• _Written task A_: Summarize the preprocessing text in two sentences.

• _Provided text_:
------------------------

Preprocessing the input
Contents:
Introduction
Within the Xerox framework, this is done with the tokenize tool. The code itself is written as a set of regular expressions, and the source file (tok.txt) is compiled by xfst into a preprocessor tok.fst.
In the present project, we have temporarily abandoned the preprocessor tok.fst (from spring 2004 on), and replaced it with a perl-based preprocessor (see the documentation for the file gt/script/preprocess. The main reason why we abandoned the Xerox preprocessor that we document here is that its compilation time ecxeeded half an hour on victorio, and several hours on local machines. The reason why compilaton time exploded was our use of the Replace operator @-> (see below), it looks for the longest match, which takes time.
When the abbreviation list was part of the tok.txt file, it meant a pause of more than half an hour for every added abbreviation or multiword expression. Thus, we moved to a non-compiled version, perl, during the developmental phase. In a stable, finished parser, tokenize is probably faster than perl, and we should consider migrating back. This documentation will be important if and when we migrate back, but also in the meantime it contains program-independent documentation on abbreviation handling which deserves to be browsed through.

------------------------

• _Material provided_:

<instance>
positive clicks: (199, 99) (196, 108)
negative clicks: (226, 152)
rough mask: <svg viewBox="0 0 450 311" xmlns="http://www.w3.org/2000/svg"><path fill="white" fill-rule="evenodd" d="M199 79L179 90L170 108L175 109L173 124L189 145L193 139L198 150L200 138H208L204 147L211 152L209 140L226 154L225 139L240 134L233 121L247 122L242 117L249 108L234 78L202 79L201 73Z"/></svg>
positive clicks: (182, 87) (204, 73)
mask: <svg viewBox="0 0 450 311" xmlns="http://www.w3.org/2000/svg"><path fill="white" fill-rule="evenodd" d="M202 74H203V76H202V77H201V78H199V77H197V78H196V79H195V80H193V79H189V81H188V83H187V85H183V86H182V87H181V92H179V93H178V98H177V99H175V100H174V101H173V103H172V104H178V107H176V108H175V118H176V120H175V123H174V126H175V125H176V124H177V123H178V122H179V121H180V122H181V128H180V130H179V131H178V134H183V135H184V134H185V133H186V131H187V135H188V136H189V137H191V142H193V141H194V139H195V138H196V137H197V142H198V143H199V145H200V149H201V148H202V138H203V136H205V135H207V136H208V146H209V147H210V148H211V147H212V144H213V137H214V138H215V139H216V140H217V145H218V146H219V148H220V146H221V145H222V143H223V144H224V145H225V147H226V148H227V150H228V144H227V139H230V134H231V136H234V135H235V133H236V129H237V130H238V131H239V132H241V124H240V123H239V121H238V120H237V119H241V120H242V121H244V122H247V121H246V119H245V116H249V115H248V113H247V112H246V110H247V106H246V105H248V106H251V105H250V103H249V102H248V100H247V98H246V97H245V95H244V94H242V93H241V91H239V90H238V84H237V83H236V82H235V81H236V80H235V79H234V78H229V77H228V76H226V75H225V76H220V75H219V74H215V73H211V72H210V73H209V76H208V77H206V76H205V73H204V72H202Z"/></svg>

------------------------

• _Written task B_: Update the rows from the first row through the line with "positive clicks: (182, 87) (204, 73)", replacing "rough mask" with "initial mask" and keeping everything else unchanged.

• _Result A_: Within the Xerox framework, input is preprocessed with the tokenize tool, whose regular expressions in tok.txt are compiled by xfst into tok.fst. Since spring 2004 the project has temporarily replaced it with a perl-based preprocessor because compilation took over half an hour on victorio, largely due to the longest-match Replace operator @->, though this documentation will matter if they migrate back.

• _Result B_:
<instance>
positive clicks: (199, 99) (196, 108)
negative clicks: (226, 152)
initial mask: <svg viewBox="0 0 450 311" xmlns="http://www.w3.org/2000/svg"><path fill="white" fill-rule="evenodd" d="M199 79L179 90L170 108L175 109L173 124L189 145L193 139L198 150L200 138H208L204 147L211 152L209 140L226 154L225 139L240 134L233 121L247 122L242 117L249 108L234 78L202 79L201 73Z"/></svg>
positive clicks: (182, 87) (204, 73)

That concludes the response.